_EXERCISE AIM_:
Repeat exactly the lines of the entries below from the one with "Q: Using the image, outline the position of the white window" through the one with "Q: Using the image, outline the position of the tiled", both ends included, and nothing else.
DATA FOR THE TASK below:
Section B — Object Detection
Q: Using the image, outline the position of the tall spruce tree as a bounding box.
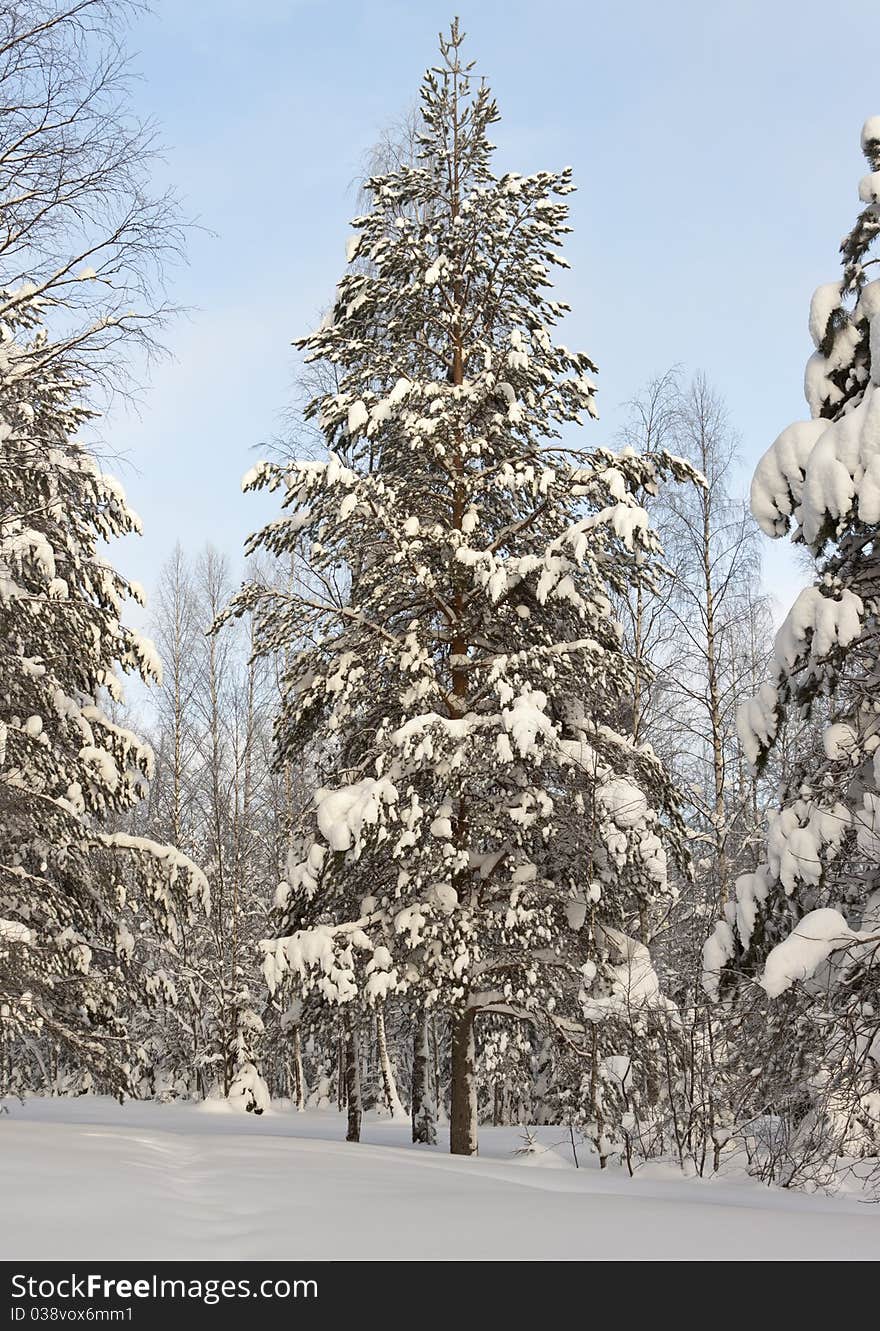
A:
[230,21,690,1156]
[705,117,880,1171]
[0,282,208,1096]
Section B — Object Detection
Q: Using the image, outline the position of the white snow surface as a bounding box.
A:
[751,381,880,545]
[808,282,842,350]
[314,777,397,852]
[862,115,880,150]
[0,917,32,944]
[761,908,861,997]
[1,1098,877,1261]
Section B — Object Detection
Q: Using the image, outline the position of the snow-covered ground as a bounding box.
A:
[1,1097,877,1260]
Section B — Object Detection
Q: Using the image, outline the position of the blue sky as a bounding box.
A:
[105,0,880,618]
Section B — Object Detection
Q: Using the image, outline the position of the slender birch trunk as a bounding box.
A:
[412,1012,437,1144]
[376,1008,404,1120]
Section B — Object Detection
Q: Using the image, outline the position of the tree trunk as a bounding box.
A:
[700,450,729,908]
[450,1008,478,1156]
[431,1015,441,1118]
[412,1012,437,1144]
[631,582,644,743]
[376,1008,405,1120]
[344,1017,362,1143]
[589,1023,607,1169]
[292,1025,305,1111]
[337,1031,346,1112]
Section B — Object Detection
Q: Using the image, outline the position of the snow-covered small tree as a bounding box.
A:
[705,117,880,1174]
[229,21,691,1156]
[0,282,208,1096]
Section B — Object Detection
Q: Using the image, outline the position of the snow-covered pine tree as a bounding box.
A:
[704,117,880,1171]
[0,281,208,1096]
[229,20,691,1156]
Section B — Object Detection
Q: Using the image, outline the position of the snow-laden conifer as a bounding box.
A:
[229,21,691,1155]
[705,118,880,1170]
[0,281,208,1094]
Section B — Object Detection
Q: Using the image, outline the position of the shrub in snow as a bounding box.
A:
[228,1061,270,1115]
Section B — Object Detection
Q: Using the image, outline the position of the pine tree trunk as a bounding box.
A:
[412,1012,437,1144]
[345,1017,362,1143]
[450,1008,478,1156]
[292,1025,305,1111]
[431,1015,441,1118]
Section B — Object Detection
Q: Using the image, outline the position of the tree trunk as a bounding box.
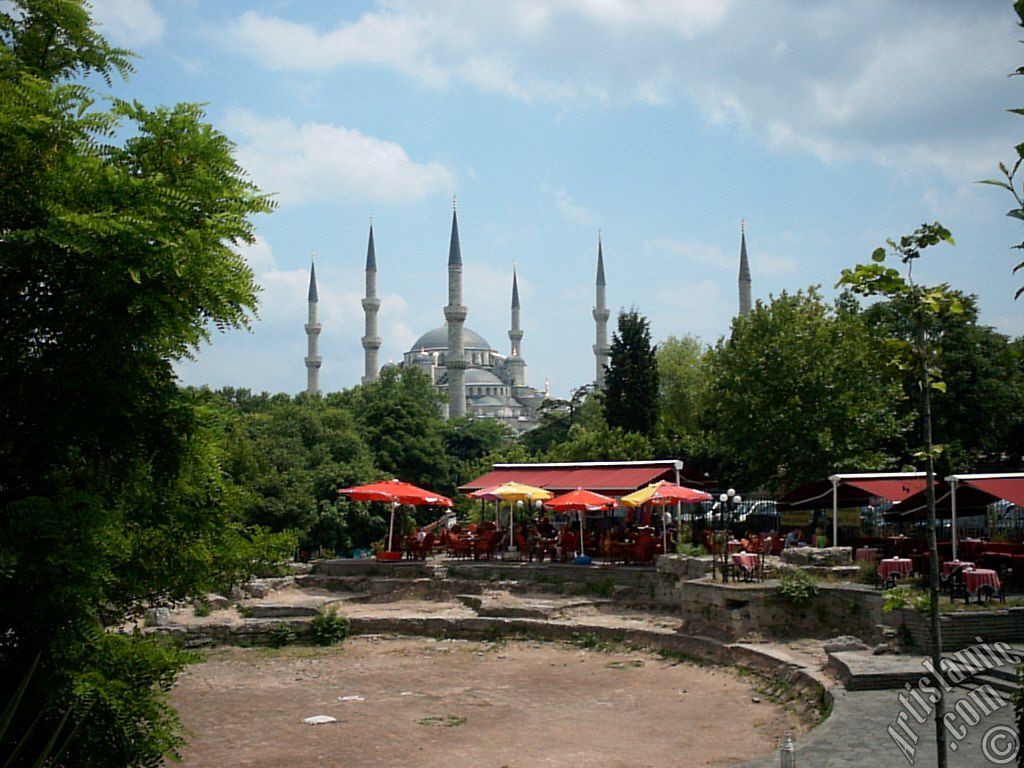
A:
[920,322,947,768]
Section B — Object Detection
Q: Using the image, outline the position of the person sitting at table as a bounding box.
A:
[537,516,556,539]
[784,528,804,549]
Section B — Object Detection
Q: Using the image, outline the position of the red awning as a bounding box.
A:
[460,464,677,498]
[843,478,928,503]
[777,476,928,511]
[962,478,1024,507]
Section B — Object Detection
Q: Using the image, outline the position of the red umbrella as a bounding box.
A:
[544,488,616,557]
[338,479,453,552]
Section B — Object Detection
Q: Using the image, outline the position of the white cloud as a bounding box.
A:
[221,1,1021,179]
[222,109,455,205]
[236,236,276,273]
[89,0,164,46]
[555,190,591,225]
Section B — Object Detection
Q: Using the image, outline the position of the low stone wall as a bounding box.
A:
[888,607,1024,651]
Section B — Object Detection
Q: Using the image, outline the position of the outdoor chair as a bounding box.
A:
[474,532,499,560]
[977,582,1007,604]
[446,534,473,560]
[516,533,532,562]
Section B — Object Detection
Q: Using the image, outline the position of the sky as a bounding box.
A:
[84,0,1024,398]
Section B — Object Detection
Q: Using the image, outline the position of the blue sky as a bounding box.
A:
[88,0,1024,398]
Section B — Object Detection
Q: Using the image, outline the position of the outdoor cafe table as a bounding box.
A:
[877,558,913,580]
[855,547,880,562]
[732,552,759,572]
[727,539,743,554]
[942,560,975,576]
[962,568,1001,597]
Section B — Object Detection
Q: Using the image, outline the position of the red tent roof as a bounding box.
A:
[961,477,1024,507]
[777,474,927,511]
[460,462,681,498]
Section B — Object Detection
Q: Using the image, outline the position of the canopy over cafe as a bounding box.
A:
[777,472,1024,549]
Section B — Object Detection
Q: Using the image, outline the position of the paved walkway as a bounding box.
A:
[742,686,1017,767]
End of DATA FOR THE TASK.
DATA FOR THE TASK below:
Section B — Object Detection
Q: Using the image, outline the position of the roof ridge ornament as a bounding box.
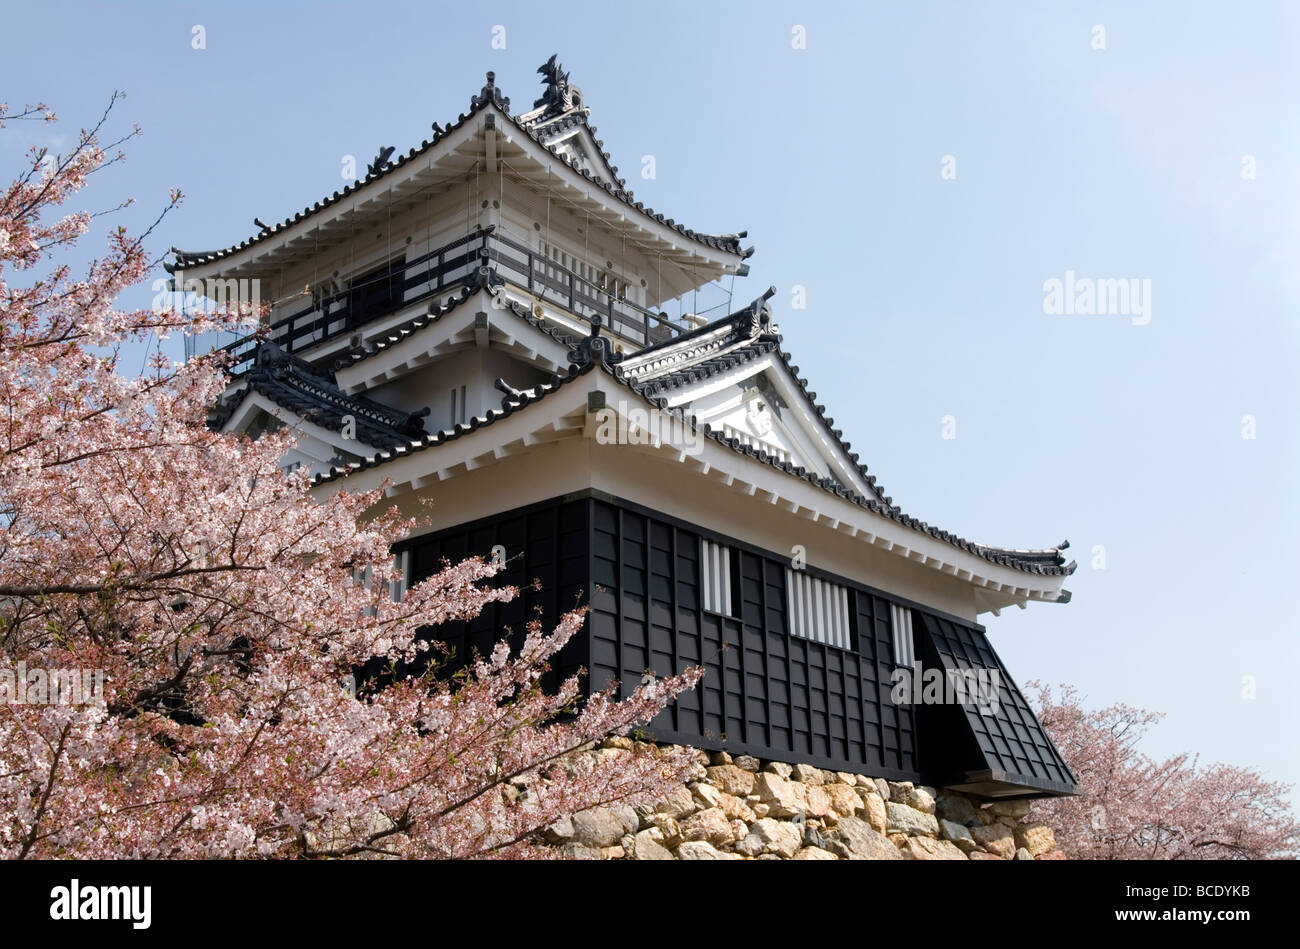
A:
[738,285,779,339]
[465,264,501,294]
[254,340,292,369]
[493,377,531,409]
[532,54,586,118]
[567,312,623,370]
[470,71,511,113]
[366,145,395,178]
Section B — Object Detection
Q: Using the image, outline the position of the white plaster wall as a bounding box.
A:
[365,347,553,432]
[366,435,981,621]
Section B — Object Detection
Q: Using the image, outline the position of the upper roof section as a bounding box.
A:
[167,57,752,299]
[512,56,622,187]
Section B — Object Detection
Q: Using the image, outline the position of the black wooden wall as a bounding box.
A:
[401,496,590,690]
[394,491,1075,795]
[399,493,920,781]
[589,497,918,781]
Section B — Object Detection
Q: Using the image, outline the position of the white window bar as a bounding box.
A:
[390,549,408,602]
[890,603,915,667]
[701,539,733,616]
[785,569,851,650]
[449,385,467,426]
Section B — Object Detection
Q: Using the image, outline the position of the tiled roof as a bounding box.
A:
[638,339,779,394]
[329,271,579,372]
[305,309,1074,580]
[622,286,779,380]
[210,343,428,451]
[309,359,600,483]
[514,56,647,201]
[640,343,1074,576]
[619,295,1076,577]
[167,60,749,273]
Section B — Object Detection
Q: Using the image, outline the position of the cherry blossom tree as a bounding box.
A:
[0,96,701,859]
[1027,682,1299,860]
End of DATA FOR THE TASK.
_RESULT_:
Q: Using the image, outline the position of the white window bar as a bounding box.
A:
[390,549,408,602]
[890,603,915,667]
[701,539,733,616]
[785,569,851,650]
[449,385,467,426]
Section B — Object Detection
Q: Using the image, outline the position of the tiled roof as a bounding box.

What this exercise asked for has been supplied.